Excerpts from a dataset
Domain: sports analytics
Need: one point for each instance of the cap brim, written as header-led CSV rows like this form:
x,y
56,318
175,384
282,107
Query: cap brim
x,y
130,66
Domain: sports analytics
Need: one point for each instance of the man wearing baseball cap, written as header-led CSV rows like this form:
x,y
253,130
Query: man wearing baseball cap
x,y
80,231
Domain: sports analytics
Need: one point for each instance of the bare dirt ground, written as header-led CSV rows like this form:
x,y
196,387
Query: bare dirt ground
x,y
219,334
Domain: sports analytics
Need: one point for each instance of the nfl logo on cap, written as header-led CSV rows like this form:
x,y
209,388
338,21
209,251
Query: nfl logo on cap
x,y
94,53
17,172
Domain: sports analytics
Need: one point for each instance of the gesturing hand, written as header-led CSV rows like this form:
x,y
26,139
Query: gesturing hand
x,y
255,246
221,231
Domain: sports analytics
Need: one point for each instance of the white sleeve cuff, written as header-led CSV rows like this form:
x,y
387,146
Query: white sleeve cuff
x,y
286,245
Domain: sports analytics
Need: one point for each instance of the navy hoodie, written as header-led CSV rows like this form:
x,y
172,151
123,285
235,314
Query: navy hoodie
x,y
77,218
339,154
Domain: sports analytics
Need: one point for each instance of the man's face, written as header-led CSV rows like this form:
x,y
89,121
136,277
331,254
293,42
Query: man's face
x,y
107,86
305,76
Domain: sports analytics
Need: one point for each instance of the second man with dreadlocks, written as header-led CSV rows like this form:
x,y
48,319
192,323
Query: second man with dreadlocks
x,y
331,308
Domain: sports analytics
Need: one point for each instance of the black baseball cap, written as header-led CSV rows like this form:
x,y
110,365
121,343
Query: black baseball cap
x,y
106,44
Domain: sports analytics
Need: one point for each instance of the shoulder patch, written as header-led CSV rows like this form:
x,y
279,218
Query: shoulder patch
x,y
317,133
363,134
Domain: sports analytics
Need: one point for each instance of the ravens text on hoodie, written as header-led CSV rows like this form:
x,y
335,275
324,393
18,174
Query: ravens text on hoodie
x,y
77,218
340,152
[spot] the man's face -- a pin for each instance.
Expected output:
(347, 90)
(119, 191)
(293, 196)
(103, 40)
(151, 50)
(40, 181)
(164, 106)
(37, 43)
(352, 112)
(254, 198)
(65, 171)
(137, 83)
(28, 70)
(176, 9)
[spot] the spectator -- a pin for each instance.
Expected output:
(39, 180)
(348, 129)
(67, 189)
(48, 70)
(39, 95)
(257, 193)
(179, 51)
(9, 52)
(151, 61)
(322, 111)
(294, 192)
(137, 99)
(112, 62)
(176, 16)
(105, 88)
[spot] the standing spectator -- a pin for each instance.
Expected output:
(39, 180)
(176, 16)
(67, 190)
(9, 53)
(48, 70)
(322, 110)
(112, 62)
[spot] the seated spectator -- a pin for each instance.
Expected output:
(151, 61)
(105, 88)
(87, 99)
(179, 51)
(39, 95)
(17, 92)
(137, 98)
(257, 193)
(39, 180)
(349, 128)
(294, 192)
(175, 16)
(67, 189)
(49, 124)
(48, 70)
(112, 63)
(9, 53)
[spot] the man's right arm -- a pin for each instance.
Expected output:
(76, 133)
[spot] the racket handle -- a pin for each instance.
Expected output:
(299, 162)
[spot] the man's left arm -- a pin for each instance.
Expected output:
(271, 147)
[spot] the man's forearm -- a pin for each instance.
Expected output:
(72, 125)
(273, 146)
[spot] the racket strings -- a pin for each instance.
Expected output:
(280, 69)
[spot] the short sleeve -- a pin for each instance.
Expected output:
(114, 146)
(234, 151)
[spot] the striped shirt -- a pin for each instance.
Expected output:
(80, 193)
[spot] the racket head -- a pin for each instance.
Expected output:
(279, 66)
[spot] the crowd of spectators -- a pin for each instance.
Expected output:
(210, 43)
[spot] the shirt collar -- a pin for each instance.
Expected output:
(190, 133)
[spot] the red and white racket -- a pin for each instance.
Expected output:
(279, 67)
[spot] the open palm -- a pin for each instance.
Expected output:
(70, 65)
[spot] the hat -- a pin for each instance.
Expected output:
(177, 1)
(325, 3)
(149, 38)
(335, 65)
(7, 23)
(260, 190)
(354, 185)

* _Task item_
Set down every record above exactly as written.

* _Output of the task_
Domain: sports analytics
Need: one point for each instance of the cap brim, written as header-led CSV rows like this form:
x,y
56,318
175,384
282,107
Query: cap brim
x,y
130,66
Domain: sports analytics
Need: one point for each instance of the man wearing baseball cap, written as header-led CSV rows like this form:
x,y
253,130
Query: man wearing baseball cap
x,y
80,231
Domain: sports analytics
Need: one point for each instance of the bare dirt ground, written as header-led CSV rows like this form:
x,y
196,387
Query: bare dirt ground
x,y
219,334
Domain: sports analytics
Need: one point for each instance of the nfl logo on cap, written as header-led CSV rows like this form:
x,y
209,388
338,21
209,251
Query: nfl logo on cap
x,y
94,53
17,172
Domain: sports analytics
Need: one point for each instance of the gesturing hand, written as header-led CSV rows like this form:
x,y
26,139
Query: gesturing hand
x,y
255,246
221,231
Domain: sports analytics
Need: one point for each instance of the white sleeve cuff, written as header-led CSV rows like this form:
x,y
387,146
Query: white sleeve cuff
x,y
286,245
Domain: sports analytics
Need: one point for each instance of the navy hoodie, written as header-led CSV rows like this form:
x,y
172,151
123,285
235,314
Query: navy hoodie
x,y
77,218
339,154
Domain: sports analytics
Need: one point for each instance of the man's face, written as header-led CSV rows like this form:
x,y
89,121
136,277
331,254
293,42
Query: man's face
x,y
107,86
305,76
Domain: sports analytics
Need: one point for each instance of the second man with dreadlocks, written as header-led CSV rows like this form:
x,y
48,319
192,323
Query: second man with dreadlocks
x,y
331,308
Domain: sports analytics
Need: one point for each instance of the black baseball cap, written as header-led CSV rows like this form:
x,y
110,365
121,343
Query: black baseball cap
x,y
106,44
Domain: sports analytics
Need: one point for each instance of the shoulder patch, written as header-led CSV rows like this form:
x,y
279,218
Query: shoulder patch
x,y
317,133
363,134
Domain: sports analytics
Need: one point for each instance of the ravens text on hoodie, written as header-led CSV rows like this form:
x,y
335,275
324,393
18,174
Query: ravens text on hoodie
x,y
77,218
340,152
[spot] the man's face -- a pin for each instance.
Expected output:
(347, 90)
(119, 191)
(293, 196)
(103, 40)
(151, 50)
(40, 181)
(164, 106)
(37, 43)
(352, 112)
(254, 198)
(65, 171)
(137, 83)
(28, 70)
(176, 9)
[spot] the spectator -- a pin for each instance.
Expected output:
(39, 180)
(348, 129)
(67, 189)
(48, 70)
(39, 95)
(257, 193)
(179, 51)
(9, 52)
(151, 61)
(322, 111)
(294, 192)
(137, 99)
(112, 62)
(176, 16)
(105, 88)
[spot] the standing spectator -- a pin for each instance.
Expected output:
(39, 180)
(176, 16)
(67, 190)
(9, 53)
(48, 70)
(322, 110)
(112, 62)
[spot] the seated spectator -- a pin for each instance.
Expected output:
(151, 61)
(105, 88)
(87, 99)
(179, 51)
(39, 95)
(17, 92)
(137, 98)
(257, 193)
(39, 180)
(349, 128)
(294, 192)
(175, 16)
(67, 189)
(49, 124)
(48, 70)
(112, 63)
(9, 53)
[spot] the man's right arm -- a pin for each instance.
Expected output:
(76, 133)
[spot] the racket handle -- a pin for each instance.
Expected output:
(299, 162)
[spot] the man's left arm -- a pin for each instance.
Expected output:
(271, 147)
[spot] the man's forearm -- a pin for each instance.
Expected output:
(72, 125)
(273, 146)
[spot] the racket strings -- a pin for each instance.
Expected output:
(280, 69)
[spot] the short sleeve -- a pin for each instance.
Expected output:
(114, 146)
(234, 151)
[spot] the striped shirt -- a pin for each instance.
Expected output:
(80, 193)
[spot] the racket head -- a pin for each instance.
Expected output:
(279, 66)
[spot] the crowd of spectators -- a pin for each instance.
Expected output:
(210, 43)
[spot] the shirt collar -- a pin for each instance.
Expected output:
(190, 133)
[spot] the red and white racket -- a pin for each instance.
Expected output:
(279, 67)
[spot] the open palm -- a pin for each instance.
Expected output:
(70, 65)
[spot] the hat -- a pin for each instance.
Expected output:
(177, 1)
(325, 3)
(149, 38)
(335, 65)
(7, 23)
(260, 190)
(354, 185)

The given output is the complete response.